Given passage below:

Comparable diagnostic performance between artificial intelligence (AI) systems and clinicians has been demonstrated in a systematic review and meta-analysis of prospective melanoma studies, but broader validation is deemed necessary.

Dermoscopy remains the gold standard for melanoma diagnosis, while AI is increasingly explored as a decision-support tool. However, more evidence is needed to assess how its performance compares with that of dermatologists.

A recent analysis published in JAMA Dermatology addresses this gap by examining real-world clinical settings, where earlier retrospective studies may have overestimated AI performance.

The review evaluated 11 prospective studies conducted in clinical settings using dermoscopy, involving more than 2,500 patients and over 50 dermatologists. Eligible studies included adult patients with lesions suspicious for melanoma and required histopathology as the reference standard.

Nine studies reported performance metrics for dermatologists, five evaluated AI alone, and only one examined dermatologists supported by AI. Sample sizes and heterogeneity across study populations varied widely, with the number of malignant melanoma cases ranging from 26 to 653 and the number of non-malignant lesions ranging from 88 to 4,495.

Primary outcomes were diagnostic sensitivity, specificity, accuracy and balanced accuracy for melanoma detection. Risk of bias was assessed using the Quality Assessment of Diagnostic Accuracy Studies 2 (QUADAS-2) and QUADAS-Comparative (QUADAS-C) tools.

Comparable melanoma detection with gains from AI support

Pooled results showed that dermatologists achieved a sensitivity of 78.6% (95% CI 67.5–88.1%) and a specificity of 75.3% (95% CI 63.3–84.3%).

AI systems showed comparable performance, with a sensitivity of 80.9% (95% CI 63.6–94.5%) and a specificity of 75.6% (95% CI 64.5–85.6%).

Accuracy and balanced accuracy were also comparable between groups, with dermatologists achieving 75.3% and 77.4%, respectively, compared with 73.3% and 78.3% for AI.

Notably, the single study evaluating AI-assisted dermatologists found higher performance, with a sensitivity of 91.9% and a specificity of 83.7%, suggesting potential benefits of combining human and machine decision-making.

In direct head-to-head comparisons, AI consistently demonstrated higher specificity than dermatologists, while sensitivity was similar or slightly lower. This pattern may reflect dermatologists’ more cautious clinical decision-making, as they are more likely to recommend a biopsy in uncertain cases.

Implications for diagnosis in clinical practice

Despite encouraging findings, the authors highlighted several limitations. Most studies included showed a high risk of bias, particularly in patient selection, as nine of the 11 studies pre-selected lesions already suspected of melanoma, limiting generalisability to routine clinical practice where a broader range of lesions is encountered.

Reliance on binary classification (melanoma vs non-melanoma) may further oversimplify the diagnostic process and fail to capture the nuanced decision-making required in real-world settings, underscoring the need for more comprehensive evaluation of AI.

The findings nonetheless support the potential role of AI as a decision-support tool for melanoma detection, which could help to reduce unnecessary biopsies while maintaining diagnostic accuracy.

However, as clinical validation is still in its early stages, the authors cautioned that future research should focus on larger, multicentre prospective studies using unselected patient populations to better reflect real-world practice and confirm safety, reliability and clinical utility.

Reference
Laiouar-Pedari S et al. Prospective evidence on artificial intelligence-assisted melanoma diagnostics: a systematic review and meta-analysis. JAMA Dermatol 2026;March 25:e260217.

End of Given passage.
Excerpted data below:

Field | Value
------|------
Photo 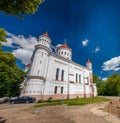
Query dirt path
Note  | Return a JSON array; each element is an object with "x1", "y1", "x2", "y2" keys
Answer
[{"x1": 0, "y1": 105, "x2": 109, "y2": 123}]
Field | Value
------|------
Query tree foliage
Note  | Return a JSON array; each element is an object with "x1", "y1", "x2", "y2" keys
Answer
[
  {"x1": 93, "y1": 73, "x2": 120, "y2": 96},
  {"x1": 0, "y1": 28, "x2": 6, "y2": 42},
  {"x1": 0, "y1": 0, "x2": 44, "y2": 17},
  {"x1": 0, "y1": 51, "x2": 25, "y2": 97}
]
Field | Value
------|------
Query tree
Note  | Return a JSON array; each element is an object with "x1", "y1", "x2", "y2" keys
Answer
[
  {"x1": 0, "y1": 51, "x2": 25, "y2": 97},
  {"x1": 93, "y1": 74, "x2": 106, "y2": 95},
  {"x1": 106, "y1": 73, "x2": 120, "y2": 96},
  {"x1": 0, "y1": 28, "x2": 7, "y2": 47},
  {"x1": 0, "y1": 0, "x2": 44, "y2": 17}
]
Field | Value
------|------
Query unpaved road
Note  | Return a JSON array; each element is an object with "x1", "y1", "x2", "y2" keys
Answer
[{"x1": 0, "y1": 97, "x2": 120, "y2": 123}]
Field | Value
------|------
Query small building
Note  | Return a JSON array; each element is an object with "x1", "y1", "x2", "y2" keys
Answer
[{"x1": 21, "y1": 33, "x2": 97, "y2": 100}]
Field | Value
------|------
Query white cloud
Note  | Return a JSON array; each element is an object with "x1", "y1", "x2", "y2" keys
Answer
[
  {"x1": 102, "y1": 56, "x2": 120, "y2": 71},
  {"x1": 93, "y1": 46, "x2": 100, "y2": 53},
  {"x1": 82, "y1": 39, "x2": 89, "y2": 47},
  {"x1": 102, "y1": 77, "x2": 107, "y2": 81},
  {"x1": 3, "y1": 32, "x2": 38, "y2": 64}
]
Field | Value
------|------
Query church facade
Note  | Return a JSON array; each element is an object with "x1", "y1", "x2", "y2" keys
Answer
[{"x1": 21, "y1": 33, "x2": 97, "y2": 100}]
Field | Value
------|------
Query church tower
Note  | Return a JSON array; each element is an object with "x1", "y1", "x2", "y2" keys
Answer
[
  {"x1": 57, "y1": 42, "x2": 72, "y2": 60},
  {"x1": 22, "y1": 33, "x2": 52, "y2": 99},
  {"x1": 86, "y1": 59, "x2": 92, "y2": 70}
]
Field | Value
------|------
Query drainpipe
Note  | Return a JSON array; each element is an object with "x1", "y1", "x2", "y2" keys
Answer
[
  {"x1": 42, "y1": 54, "x2": 50, "y2": 100},
  {"x1": 83, "y1": 67, "x2": 86, "y2": 98}
]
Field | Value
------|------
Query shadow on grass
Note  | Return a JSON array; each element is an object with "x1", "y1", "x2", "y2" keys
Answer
[{"x1": 0, "y1": 117, "x2": 7, "y2": 123}]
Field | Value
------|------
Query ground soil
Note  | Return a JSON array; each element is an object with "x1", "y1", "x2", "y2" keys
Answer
[{"x1": 0, "y1": 97, "x2": 120, "y2": 123}]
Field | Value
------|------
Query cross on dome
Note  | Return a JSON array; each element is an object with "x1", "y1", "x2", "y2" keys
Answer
[{"x1": 87, "y1": 59, "x2": 92, "y2": 64}]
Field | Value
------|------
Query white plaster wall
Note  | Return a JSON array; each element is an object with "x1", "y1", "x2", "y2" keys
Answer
[{"x1": 25, "y1": 79, "x2": 44, "y2": 95}]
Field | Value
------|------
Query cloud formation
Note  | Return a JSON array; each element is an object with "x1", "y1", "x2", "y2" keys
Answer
[
  {"x1": 82, "y1": 39, "x2": 89, "y2": 47},
  {"x1": 3, "y1": 32, "x2": 38, "y2": 64},
  {"x1": 93, "y1": 46, "x2": 100, "y2": 53},
  {"x1": 102, "y1": 56, "x2": 120, "y2": 71}
]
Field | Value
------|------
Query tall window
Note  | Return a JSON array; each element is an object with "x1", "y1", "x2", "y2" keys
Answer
[
  {"x1": 61, "y1": 70, "x2": 64, "y2": 81},
  {"x1": 54, "y1": 86, "x2": 57, "y2": 94},
  {"x1": 79, "y1": 74, "x2": 81, "y2": 83},
  {"x1": 56, "y1": 68, "x2": 59, "y2": 80},
  {"x1": 61, "y1": 87, "x2": 63, "y2": 94},
  {"x1": 87, "y1": 77, "x2": 89, "y2": 84},
  {"x1": 76, "y1": 74, "x2": 78, "y2": 83}
]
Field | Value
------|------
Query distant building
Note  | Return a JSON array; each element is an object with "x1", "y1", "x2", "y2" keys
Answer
[{"x1": 21, "y1": 33, "x2": 97, "y2": 100}]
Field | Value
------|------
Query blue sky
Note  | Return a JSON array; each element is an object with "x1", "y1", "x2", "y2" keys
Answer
[{"x1": 0, "y1": 0, "x2": 120, "y2": 78}]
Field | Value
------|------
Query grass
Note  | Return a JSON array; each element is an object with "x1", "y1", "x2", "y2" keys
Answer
[{"x1": 35, "y1": 97, "x2": 110, "y2": 107}]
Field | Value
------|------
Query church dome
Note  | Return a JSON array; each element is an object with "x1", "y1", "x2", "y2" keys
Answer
[
  {"x1": 57, "y1": 42, "x2": 71, "y2": 50},
  {"x1": 40, "y1": 32, "x2": 50, "y2": 38},
  {"x1": 86, "y1": 59, "x2": 92, "y2": 64}
]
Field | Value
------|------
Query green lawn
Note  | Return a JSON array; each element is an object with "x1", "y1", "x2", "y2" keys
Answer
[{"x1": 35, "y1": 97, "x2": 110, "y2": 107}]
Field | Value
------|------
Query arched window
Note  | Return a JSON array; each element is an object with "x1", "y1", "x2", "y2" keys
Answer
[
  {"x1": 61, "y1": 70, "x2": 64, "y2": 81},
  {"x1": 79, "y1": 74, "x2": 81, "y2": 83},
  {"x1": 76, "y1": 73, "x2": 78, "y2": 83},
  {"x1": 56, "y1": 68, "x2": 59, "y2": 80},
  {"x1": 61, "y1": 87, "x2": 63, "y2": 94},
  {"x1": 54, "y1": 86, "x2": 57, "y2": 94}
]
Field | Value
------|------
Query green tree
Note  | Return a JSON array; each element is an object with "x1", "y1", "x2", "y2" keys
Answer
[
  {"x1": 0, "y1": 28, "x2": 7, "y2": 47},
  {"x1": 93, "y1": 74, "x2": 106, "y2": 95},
  {"x1": 0, "y1": 51, "x2": 25, "y2": 97},
  {"x1": 106, "y1": 73, "x2": 120, "y2": 96},
  {"x1": 0, "y1": 0, "x2": 44, "y2": 17}
]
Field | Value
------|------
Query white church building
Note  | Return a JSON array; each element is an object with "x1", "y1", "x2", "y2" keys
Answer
[{"x1": 21, "y1": 33, "x2": 97, "y2": 100}]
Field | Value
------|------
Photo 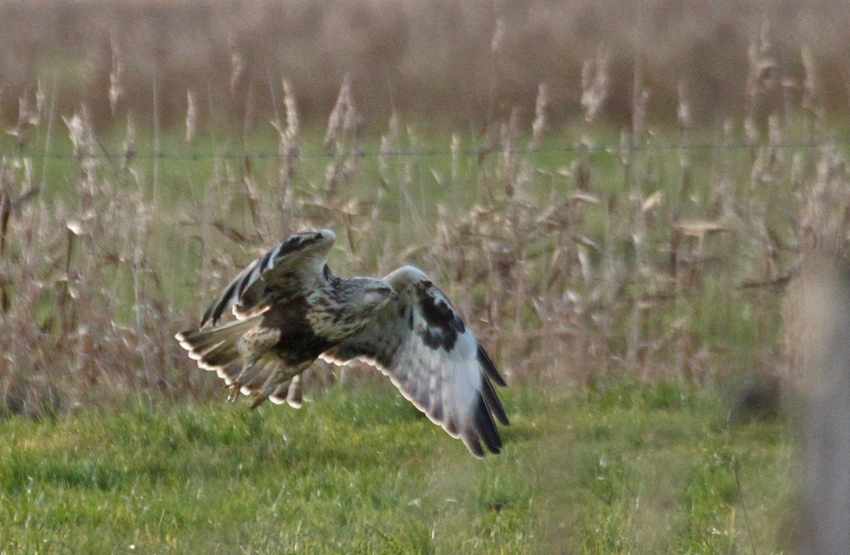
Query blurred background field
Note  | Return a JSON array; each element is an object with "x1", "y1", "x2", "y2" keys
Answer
[{"x1": 0, "y1": 0, "x2": 850, "y2": 553}]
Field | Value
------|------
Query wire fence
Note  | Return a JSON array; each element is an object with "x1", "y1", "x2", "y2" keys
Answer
[{"x1": 0, "y1": 138, "x2": 850, "y2": 161}]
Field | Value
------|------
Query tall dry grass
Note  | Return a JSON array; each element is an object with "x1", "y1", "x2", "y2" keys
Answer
[
  {"x1": 0, "y1": 16, "x2": 850, "y2": 416},
  {"x1": 0, "y1": 0, "x2": 850, "y2": 128}
]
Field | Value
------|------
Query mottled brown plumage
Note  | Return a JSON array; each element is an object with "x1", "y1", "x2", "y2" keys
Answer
[{"x1": 171, "y1": 230, "x2": 508, "y2": 457}]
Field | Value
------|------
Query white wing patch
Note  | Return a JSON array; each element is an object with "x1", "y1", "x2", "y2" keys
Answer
[{"x1": 322, "y1": 267, "x2": 508, "y2": 457}]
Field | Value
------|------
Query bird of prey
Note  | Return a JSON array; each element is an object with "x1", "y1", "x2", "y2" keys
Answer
[{"x1": 171, "y1": 229, "x2": 508, "y2": 457}]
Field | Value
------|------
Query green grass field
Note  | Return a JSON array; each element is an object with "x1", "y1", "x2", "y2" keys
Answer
[
  {"x1": 0, "y1": 5, "x2": 850, "y2": 555},
  {"x1": 0, "y1": 384, "x2": 795, "y2": 554}
]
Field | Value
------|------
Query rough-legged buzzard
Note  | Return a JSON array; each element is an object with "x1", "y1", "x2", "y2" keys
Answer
[{"x1": 171, "y1": 230, "x2": 508, "y2": 457}]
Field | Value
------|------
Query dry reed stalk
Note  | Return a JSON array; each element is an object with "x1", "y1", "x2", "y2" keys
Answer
[
  {"x1": 107, "y1": 30, "x2": 125, "y2": 116},
  {"x1": 186, "y1": 89, "x2": 198, "y2": 143}
]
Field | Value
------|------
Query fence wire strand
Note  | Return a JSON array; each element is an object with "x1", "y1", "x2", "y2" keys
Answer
[{"x1": 0, "y1": 139, "x2": 850, "y2": 161}]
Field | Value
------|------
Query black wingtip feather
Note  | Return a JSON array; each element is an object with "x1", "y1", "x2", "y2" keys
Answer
[
  {"x1": 481, "y1": 376, "x2": 510, "y2": 426},
  {"x1": 478, "y1": 345, "x2": 508, "y2": 387},
  {"x1": 475, "y1": 397, "x2": 502, "y2": 455}
]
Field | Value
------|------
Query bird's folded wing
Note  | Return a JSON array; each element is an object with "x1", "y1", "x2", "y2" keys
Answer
[
  {"x1": 201, "y1": 229, "x2": 336, "y2": 327},
  {"x1": 322, "y1": 273, "x2": 508, "y2": 457}
]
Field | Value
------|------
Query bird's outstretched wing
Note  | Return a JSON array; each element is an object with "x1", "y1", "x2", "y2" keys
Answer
[
  {"x1": 201, "y1": 229, "x2": 336, "y2": 328},
  {"x1": 322, "y1": 266, "x2": 508, "y2": 457}
]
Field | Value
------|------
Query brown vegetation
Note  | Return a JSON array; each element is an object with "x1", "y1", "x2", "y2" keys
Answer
[
  {"x1": 0, "y1": 2, "x2": 850, "y2": 415},
  {"x1": 0, "y1": 0, "x2": 850, "y2": 130}
]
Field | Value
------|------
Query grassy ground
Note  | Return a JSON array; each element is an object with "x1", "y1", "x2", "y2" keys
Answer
[{"x1": 0, "y1": 384, "x2": 793, "y2": 554}]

End of Excerpted data.

### Problem set
A. In the melanoma article, what sensitivity and specificity did the single study of AI-assisted dermatologists report?
B. Revise the melanoma article, everything from "Primary outcomes were" down to "78.3% for AI.", so that "dermatologists" becomes "clinicians".

### Results by task
A. A sensitivity of 91.9% and a specificity of 83.7%.

B.
Primary outcomes were diagnostic sensitivity, specificity, accuracy and balanced accuracy for melanoma detection. Risk of bias was assessed using the Quality Assessment of Diagnostic Accuracy Studies 2 (QUADAS-2) and QUADAS-Comparative (QUADAS-C) tools.

Comparable melanoma detection with gains from AI support

Pooled results showed that clinicians achieved a sensitivity of 78.6% (95% CI 67.5–88.1%) and a specificity of 75.3% (95% CI 63.3–84.3%).

AI systems showed comparable performance, with a sensitivity of 80.9% (95% CI 63.6–94.5%) and a specificity of 75.6% (95% CI 64.5–85.6%).

Accuracy and balanced accuracy were also comparable between groups, with clinicians achieving 75.3% and 77.4%, respectively, compared with 73.3% and 78.3% for AI.